● **Goal of the exercise**: Return exactly the lines that run from the one containing "of the smiling" to the end of the entries, with both ends included.
* begin Record set *
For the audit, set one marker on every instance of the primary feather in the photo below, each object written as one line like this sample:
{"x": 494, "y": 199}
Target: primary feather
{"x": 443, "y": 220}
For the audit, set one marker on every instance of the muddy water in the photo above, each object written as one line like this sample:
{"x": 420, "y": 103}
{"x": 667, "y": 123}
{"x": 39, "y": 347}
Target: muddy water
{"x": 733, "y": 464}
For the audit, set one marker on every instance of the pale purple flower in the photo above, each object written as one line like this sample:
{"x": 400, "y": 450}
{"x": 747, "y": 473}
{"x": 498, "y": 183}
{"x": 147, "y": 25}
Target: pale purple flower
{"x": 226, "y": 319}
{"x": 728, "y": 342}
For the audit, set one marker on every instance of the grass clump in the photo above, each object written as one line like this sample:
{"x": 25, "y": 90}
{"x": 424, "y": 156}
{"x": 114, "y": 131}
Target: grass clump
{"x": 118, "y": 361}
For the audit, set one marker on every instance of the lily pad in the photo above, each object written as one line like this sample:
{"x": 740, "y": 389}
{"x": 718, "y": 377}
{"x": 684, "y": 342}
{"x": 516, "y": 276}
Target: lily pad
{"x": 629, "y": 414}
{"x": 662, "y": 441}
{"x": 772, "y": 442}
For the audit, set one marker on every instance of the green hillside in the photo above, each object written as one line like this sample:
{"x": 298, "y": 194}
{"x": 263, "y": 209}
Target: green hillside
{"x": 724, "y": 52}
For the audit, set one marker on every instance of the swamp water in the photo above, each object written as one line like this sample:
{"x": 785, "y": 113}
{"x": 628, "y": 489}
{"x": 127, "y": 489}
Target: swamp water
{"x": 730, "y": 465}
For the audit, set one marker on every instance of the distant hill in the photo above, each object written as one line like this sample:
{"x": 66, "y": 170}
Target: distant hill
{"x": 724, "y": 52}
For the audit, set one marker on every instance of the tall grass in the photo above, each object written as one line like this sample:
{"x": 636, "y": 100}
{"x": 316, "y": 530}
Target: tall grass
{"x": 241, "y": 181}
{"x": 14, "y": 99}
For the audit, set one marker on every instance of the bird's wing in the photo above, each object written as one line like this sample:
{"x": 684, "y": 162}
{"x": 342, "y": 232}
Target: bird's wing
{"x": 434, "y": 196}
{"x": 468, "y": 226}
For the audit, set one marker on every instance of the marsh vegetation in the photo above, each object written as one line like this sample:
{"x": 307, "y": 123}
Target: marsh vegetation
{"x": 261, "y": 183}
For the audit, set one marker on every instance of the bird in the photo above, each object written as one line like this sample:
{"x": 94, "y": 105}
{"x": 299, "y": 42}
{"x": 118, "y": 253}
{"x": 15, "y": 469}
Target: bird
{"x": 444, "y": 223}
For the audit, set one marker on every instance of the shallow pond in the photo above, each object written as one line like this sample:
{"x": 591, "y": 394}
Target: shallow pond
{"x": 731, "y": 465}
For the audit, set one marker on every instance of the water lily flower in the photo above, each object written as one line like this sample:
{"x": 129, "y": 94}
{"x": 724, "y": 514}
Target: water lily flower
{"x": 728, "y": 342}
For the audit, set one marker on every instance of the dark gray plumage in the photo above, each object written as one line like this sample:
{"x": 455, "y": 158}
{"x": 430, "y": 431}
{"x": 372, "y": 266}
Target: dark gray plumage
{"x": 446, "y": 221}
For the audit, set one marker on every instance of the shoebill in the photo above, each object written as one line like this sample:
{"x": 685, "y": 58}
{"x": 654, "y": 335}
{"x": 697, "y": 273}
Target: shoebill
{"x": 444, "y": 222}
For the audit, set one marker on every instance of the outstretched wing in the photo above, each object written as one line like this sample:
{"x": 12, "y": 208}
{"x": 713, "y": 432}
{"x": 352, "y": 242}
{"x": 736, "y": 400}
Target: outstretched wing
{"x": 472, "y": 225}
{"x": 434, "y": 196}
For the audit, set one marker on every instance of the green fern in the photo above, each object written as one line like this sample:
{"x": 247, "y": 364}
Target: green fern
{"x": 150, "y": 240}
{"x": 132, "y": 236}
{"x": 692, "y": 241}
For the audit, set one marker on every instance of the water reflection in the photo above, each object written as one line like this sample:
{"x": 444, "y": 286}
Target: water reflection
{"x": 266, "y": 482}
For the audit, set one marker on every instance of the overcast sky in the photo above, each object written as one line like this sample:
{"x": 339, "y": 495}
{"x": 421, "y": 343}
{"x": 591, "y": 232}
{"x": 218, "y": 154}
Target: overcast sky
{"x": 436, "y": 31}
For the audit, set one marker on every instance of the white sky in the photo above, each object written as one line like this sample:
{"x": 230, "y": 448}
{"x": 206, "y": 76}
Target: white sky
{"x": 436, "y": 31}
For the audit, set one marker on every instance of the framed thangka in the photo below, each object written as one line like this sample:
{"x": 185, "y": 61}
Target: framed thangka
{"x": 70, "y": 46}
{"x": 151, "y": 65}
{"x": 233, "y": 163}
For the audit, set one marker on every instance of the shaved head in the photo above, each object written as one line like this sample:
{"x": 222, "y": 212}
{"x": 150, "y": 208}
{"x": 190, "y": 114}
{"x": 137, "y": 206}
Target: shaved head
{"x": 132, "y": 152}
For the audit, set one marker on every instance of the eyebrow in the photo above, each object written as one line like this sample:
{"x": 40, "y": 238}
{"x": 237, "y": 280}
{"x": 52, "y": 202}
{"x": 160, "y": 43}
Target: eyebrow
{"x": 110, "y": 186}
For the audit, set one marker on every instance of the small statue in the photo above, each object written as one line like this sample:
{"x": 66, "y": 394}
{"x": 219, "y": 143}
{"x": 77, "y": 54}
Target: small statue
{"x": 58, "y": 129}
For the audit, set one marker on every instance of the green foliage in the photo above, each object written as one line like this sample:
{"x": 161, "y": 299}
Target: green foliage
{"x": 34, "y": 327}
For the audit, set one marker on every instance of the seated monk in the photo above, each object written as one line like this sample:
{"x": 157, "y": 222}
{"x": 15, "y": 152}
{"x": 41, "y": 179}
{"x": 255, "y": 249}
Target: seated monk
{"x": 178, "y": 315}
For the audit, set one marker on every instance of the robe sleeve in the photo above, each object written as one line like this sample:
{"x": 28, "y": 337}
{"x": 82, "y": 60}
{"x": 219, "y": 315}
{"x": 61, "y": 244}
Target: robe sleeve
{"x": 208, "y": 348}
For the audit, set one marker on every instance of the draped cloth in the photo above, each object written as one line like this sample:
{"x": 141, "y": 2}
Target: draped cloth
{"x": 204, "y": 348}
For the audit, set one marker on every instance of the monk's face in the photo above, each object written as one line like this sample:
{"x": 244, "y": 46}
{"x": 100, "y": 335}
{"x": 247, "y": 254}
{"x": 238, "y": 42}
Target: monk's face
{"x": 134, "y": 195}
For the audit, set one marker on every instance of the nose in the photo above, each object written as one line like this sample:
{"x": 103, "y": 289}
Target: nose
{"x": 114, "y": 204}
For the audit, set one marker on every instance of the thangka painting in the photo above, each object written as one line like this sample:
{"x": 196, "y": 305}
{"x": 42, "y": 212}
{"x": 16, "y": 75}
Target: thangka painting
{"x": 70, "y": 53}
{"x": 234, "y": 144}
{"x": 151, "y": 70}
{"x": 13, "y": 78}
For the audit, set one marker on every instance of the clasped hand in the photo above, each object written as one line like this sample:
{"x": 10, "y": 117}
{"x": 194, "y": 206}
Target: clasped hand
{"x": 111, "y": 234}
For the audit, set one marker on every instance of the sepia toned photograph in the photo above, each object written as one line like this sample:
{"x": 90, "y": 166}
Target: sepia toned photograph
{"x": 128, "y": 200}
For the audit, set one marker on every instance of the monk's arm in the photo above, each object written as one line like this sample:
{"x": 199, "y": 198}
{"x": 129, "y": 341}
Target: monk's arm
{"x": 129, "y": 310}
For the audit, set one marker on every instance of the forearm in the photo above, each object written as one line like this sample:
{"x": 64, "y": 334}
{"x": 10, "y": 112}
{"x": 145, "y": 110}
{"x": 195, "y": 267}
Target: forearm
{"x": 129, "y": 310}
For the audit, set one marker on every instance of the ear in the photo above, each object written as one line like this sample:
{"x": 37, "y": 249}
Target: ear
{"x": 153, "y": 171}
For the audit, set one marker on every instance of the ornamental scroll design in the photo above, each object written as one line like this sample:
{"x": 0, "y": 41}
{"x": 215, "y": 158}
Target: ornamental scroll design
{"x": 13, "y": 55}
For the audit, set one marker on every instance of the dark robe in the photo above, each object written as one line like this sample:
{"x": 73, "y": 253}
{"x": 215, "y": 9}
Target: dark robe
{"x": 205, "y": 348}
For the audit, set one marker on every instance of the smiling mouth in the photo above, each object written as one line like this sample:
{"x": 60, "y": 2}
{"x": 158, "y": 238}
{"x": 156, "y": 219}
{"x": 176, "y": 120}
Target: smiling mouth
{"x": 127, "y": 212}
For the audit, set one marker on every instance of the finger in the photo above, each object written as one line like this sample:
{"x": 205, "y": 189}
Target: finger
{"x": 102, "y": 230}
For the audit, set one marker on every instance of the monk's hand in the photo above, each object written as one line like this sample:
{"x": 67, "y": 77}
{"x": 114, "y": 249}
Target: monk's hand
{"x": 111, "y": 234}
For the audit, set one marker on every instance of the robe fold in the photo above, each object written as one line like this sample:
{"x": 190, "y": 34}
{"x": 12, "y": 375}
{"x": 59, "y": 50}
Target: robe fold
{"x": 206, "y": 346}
* end Record set *
● **Correct output**:
For the audit, set one marker on every instance of the smiling mouth in the photo above, each object written as one line like this sample:
{"x": 60, "y": 2}
{"x": 158, "y": 238}
{"x": 156, "y": 219}
{"x": 176, "y": 120}
Target: smiling mouth
{"x": 127, "y": 212}
For the audit, set one marker on every instance of the finger in the photo above, each object written as one line like this sample:
{"x": 205, "y": 189}
Target: finger
{"x": 102, "y": 230}
For the audit, set one marker on every instance of the monk's hand in the photo above, each object written as one line like this sample:
{"x": 67, "y": 77}
{"x": 114, "y": 249}
Target: monk's hand
{"x": 111, "y": 234}
For the audit, set one marker on every instance of the robe fold in the photo above, each object written as one line like this sample:
{"x": 190, "y": 34}
{"x": 12, "y": 375}
{"x": 59, "y": 50}
Target: robe fold
{"x": 206, "y": 346}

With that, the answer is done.